= AIM OF THE EXERCISE =
Output all of the entries beneath, exactly as written.

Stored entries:
===

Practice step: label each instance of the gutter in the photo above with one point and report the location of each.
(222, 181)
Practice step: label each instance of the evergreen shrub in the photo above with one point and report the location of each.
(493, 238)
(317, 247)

===

= TASK RESULT =
Practice step: label each instance of the gutter in the photo above with one point and report the location of each.
(222, 181)
Practice step: label each instance of the evergreen shrub in the photo above with one point and report the location of each.
(493, 238)
(317, 247)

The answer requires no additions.